Exercise details ::
Select and copy each line of the material below that contains the string "drip". Matching is case-sensitive.
--- START OF Given data ---
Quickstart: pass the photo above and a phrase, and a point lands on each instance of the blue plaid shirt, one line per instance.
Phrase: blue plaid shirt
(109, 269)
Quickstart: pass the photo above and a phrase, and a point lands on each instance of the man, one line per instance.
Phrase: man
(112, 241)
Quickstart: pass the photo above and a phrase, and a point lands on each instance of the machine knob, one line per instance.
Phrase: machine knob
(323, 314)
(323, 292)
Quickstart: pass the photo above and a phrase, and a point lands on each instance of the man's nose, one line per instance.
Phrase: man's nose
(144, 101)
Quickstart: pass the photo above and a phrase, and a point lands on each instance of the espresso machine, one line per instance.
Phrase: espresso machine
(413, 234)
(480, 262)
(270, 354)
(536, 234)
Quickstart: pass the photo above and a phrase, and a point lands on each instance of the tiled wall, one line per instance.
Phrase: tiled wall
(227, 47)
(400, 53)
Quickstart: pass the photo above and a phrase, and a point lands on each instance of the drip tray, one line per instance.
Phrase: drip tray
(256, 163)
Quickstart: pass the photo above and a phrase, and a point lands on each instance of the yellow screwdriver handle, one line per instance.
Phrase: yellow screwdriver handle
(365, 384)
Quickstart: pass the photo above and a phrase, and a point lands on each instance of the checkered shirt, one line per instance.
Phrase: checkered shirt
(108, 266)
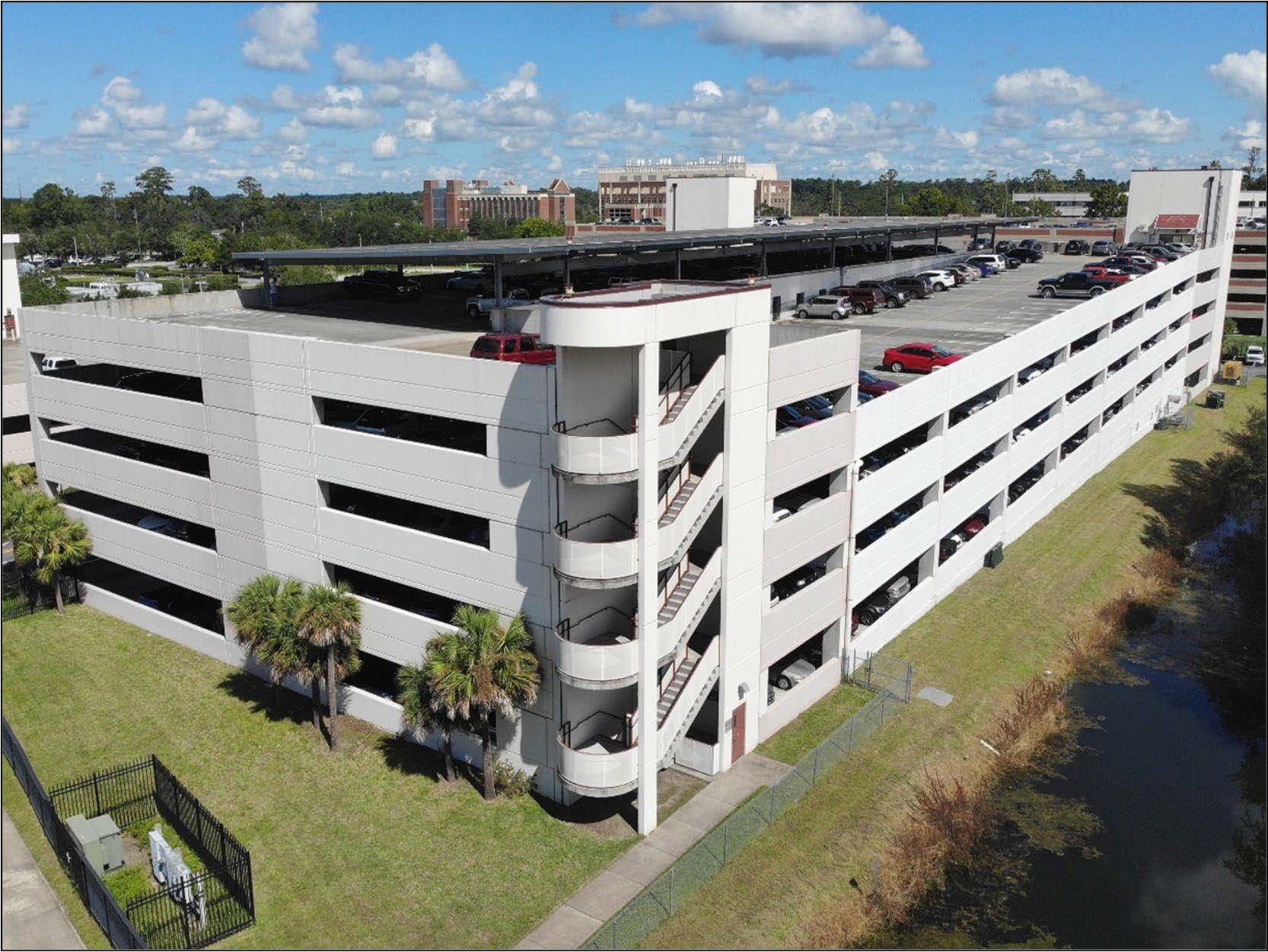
--- END OF Given data ---
Exercise output ::
Quickstart: pass the photo above and a phrase, and a point lands on each instance of the drip tray, one line per instance.
Phrase: drip tray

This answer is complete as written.